* The task
Whenever the word "standing" turns up in a line of the data below, copy that line.
=-=-=-=-=
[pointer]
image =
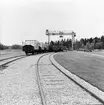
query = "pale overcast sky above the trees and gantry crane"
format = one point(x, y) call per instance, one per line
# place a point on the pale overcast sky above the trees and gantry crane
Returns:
point(28, 19)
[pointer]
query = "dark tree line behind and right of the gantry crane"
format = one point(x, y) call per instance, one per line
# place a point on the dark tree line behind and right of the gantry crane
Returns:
point(83, 43)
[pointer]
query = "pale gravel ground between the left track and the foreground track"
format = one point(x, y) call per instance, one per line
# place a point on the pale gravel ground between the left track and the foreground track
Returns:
point(18, 83)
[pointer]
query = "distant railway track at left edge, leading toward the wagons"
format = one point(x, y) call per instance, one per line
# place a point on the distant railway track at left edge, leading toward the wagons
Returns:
point(6, 61)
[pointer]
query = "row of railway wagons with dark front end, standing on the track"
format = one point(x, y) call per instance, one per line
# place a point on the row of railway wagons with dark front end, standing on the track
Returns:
point(35, 47)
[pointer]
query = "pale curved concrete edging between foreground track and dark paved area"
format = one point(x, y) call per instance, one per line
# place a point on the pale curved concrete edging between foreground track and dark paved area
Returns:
point(94, 91)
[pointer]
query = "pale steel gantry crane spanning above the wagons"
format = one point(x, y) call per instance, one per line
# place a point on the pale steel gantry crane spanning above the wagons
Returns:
point(61, 33)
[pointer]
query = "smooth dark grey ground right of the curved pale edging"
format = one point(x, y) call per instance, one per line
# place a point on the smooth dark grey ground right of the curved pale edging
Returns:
point(85, 65)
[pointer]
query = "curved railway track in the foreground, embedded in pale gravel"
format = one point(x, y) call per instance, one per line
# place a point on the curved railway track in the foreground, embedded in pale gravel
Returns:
point(58, 89)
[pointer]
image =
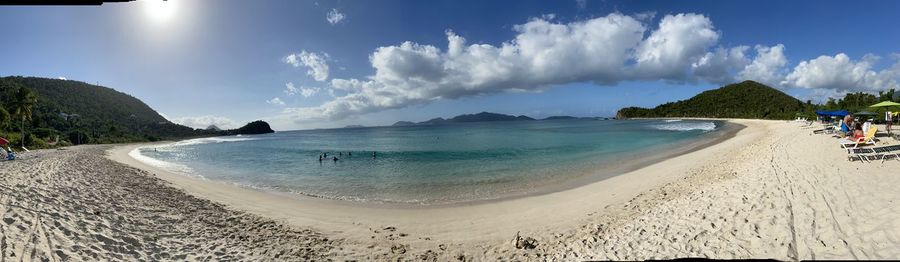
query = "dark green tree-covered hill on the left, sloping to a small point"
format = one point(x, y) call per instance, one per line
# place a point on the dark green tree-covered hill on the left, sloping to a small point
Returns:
point(41, 112)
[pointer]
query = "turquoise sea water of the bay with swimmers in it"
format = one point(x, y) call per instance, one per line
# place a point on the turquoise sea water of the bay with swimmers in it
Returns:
point(426, 164)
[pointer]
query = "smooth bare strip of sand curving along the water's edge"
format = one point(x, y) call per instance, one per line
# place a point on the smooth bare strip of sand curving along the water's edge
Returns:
point(496, 220)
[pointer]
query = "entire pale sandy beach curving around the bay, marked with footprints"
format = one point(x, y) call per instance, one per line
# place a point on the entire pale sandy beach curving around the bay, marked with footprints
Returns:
point(774, 190)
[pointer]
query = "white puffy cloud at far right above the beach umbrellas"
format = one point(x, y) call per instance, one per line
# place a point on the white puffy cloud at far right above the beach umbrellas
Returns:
point(840, 73)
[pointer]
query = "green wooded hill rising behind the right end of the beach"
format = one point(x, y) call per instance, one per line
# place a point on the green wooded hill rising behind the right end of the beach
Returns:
point(747, 99)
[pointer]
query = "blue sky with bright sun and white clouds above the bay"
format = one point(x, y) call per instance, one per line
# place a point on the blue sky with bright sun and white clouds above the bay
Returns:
point(321, 64)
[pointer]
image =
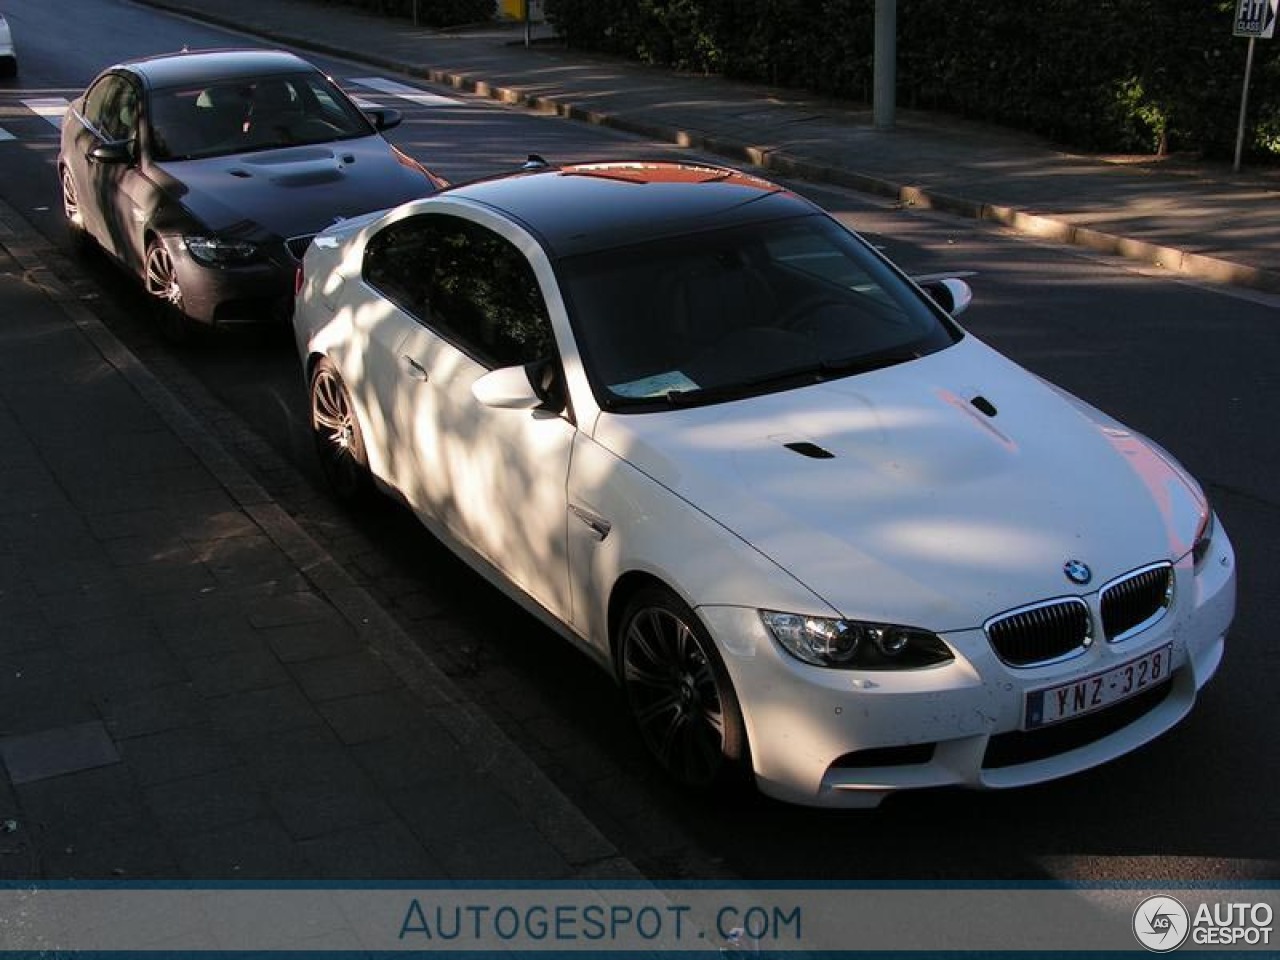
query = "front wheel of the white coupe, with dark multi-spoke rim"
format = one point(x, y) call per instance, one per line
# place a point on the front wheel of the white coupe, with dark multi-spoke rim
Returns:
point(680, 694)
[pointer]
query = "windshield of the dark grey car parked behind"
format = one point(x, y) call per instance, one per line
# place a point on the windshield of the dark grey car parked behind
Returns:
point(248, 115)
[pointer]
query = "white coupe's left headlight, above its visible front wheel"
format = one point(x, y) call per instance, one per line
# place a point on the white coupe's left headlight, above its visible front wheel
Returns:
point(851, 644)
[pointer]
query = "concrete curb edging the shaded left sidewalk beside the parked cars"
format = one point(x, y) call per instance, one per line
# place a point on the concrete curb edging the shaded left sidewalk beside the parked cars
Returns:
point(522, 783)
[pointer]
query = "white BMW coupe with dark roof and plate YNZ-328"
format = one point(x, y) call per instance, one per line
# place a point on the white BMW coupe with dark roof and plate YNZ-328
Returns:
point(815, 529)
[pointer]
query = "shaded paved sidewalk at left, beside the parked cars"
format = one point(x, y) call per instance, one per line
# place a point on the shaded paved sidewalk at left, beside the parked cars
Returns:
point(190, 688)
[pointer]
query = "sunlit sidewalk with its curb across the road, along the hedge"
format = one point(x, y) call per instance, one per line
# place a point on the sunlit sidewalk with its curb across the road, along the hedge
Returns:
point(1195, 220)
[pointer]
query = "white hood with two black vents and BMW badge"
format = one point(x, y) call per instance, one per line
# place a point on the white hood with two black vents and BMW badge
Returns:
point(930, 513)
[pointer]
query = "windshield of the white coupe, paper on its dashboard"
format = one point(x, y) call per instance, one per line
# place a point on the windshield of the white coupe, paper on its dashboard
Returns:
point(721, 316)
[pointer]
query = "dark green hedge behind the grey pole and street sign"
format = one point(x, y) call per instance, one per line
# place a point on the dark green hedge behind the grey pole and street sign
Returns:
point(1142, 76)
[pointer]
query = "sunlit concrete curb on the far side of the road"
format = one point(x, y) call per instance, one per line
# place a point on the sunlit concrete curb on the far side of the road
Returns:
point(1041, 226)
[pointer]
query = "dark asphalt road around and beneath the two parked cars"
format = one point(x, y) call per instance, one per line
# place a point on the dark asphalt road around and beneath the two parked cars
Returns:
point(1192, 367)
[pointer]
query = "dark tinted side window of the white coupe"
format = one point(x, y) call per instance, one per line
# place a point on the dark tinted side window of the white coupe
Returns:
point(467, 284)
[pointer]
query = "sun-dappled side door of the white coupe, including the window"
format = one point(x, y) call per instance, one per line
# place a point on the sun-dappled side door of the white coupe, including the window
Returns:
point(493, 478)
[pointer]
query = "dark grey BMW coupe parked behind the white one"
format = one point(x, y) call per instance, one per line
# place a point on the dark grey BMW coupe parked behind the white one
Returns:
point(207, 173)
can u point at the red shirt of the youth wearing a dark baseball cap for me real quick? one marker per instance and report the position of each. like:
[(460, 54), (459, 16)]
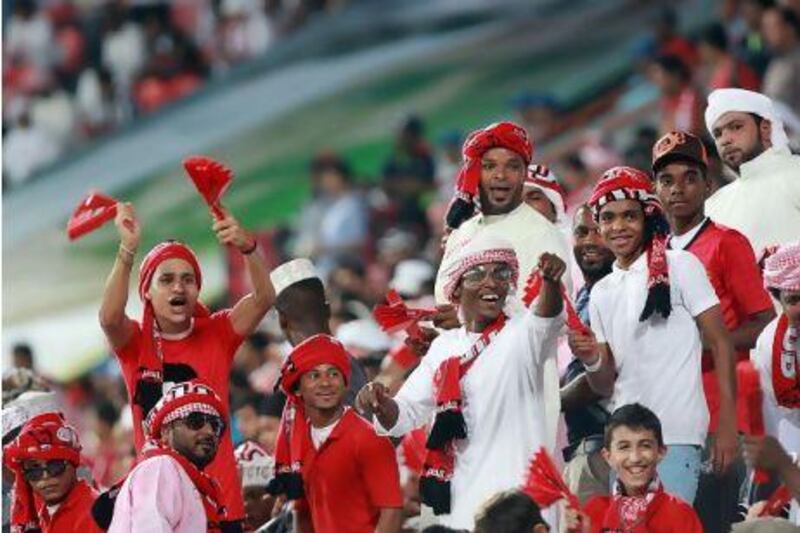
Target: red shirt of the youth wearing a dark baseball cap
[(731, 267)]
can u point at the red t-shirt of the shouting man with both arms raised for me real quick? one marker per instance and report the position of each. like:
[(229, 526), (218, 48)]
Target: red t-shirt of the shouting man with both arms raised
[(207, 353)]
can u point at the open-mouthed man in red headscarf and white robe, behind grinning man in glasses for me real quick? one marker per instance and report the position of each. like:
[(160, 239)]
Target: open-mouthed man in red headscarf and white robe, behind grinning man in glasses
[(496, 159)]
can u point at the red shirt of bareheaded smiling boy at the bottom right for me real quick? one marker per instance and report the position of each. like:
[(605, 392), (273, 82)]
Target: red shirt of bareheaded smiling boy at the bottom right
[(665, 514)]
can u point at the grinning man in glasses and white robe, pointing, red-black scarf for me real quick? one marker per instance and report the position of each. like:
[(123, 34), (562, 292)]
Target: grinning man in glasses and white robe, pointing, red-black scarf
[(482, 384)]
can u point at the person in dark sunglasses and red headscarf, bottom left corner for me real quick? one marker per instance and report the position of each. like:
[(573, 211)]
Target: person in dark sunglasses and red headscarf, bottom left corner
[(48, 496)]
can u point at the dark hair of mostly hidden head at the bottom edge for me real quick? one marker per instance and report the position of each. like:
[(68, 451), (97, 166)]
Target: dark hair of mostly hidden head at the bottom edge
[(511, 511)]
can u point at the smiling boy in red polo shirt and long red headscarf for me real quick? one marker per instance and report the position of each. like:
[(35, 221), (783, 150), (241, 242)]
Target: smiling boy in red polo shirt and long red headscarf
[(327, 456)]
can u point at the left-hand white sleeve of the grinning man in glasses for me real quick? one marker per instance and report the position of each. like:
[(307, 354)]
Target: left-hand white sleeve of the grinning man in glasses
[(415, 399)]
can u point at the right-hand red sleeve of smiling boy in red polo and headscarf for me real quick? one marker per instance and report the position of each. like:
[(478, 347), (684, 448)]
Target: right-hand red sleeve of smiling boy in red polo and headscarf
[(379, 471)]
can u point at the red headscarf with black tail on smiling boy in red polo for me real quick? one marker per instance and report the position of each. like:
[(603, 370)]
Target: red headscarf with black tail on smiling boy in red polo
[(293, 434)]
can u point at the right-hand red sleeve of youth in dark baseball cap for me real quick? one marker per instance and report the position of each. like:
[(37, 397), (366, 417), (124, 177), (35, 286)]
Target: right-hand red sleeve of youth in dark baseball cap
[(744, 280)]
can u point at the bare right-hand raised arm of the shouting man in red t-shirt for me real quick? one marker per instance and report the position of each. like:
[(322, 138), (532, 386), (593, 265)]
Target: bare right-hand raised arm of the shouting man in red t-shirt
[(248, 312)]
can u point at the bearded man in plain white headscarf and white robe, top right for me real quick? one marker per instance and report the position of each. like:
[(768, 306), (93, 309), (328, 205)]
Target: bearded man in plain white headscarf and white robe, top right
[(764, 202)]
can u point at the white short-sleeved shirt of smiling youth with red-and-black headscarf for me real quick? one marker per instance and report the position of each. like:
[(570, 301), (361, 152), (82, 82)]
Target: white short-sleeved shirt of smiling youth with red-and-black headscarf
[(657, 361)]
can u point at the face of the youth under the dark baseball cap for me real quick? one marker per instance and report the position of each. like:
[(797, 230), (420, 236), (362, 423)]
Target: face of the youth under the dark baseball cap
[(682, 189)]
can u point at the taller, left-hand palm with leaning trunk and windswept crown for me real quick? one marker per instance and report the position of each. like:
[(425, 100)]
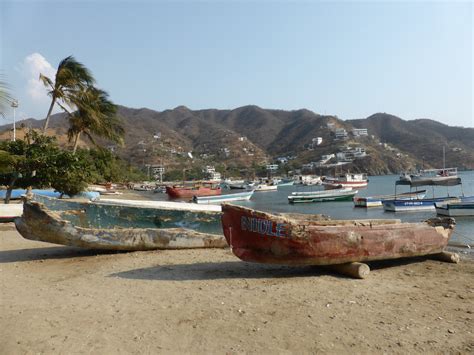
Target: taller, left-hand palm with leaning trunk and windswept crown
[(71, 78)]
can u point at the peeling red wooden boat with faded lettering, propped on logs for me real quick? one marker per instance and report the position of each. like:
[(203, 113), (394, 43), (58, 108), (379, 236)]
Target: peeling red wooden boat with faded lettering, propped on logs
[(297, 239)]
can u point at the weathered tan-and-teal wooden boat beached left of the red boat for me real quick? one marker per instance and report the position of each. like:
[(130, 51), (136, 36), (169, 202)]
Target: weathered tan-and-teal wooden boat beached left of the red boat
[(113, 227)]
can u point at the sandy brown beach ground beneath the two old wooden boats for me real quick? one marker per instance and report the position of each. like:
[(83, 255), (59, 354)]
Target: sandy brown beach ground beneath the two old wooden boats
[(57, 299)]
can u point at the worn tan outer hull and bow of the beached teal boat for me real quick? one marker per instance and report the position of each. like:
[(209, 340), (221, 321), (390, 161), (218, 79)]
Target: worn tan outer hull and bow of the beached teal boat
[(39, 223)]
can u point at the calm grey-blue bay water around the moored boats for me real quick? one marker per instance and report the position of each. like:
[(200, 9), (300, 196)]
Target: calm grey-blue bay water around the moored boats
[(277, 201)]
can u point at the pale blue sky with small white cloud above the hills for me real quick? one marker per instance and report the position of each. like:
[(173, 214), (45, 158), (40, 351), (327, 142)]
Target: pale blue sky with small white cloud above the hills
[(412, 59)]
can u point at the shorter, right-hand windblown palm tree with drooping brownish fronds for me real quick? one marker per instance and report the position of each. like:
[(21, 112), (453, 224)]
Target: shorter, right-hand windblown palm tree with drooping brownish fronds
[(95, 116)]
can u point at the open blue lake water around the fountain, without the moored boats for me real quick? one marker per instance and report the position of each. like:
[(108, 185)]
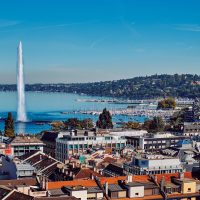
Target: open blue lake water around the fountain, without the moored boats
[(50, 107)]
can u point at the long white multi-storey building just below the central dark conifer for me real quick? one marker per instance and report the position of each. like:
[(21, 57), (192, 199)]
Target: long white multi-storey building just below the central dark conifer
[(78, 143)]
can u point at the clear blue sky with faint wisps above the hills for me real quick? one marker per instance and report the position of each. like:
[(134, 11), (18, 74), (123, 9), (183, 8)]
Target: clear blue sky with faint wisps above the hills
[(93, 40)]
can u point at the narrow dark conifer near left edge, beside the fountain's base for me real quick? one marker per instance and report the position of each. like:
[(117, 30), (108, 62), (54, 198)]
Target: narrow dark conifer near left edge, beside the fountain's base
[(9, 126)]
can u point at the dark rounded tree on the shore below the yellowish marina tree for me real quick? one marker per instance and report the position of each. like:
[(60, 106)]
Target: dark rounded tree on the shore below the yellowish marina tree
[(155, 125)]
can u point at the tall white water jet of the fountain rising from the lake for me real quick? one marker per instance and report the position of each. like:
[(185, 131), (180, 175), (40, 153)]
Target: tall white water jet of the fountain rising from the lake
[(21, 111)]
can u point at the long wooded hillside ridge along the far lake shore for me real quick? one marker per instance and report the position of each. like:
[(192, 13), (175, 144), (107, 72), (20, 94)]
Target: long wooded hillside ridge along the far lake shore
[(155, 86)]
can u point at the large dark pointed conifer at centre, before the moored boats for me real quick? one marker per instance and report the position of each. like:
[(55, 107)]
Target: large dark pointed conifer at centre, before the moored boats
[(105, 120)]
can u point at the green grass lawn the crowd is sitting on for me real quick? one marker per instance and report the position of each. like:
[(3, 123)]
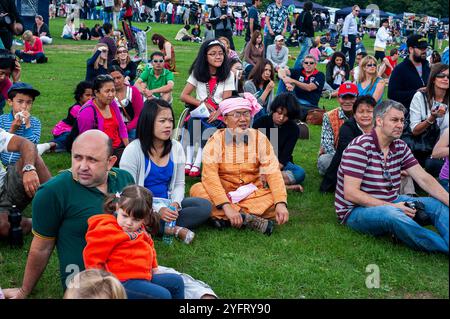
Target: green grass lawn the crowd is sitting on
[(310, 257)]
=-=-=-=-=
* Output
query = "row of railway wagons with dark front end, standing on the track"
# place a point on the row of railway wagons with dark front end, standing on the track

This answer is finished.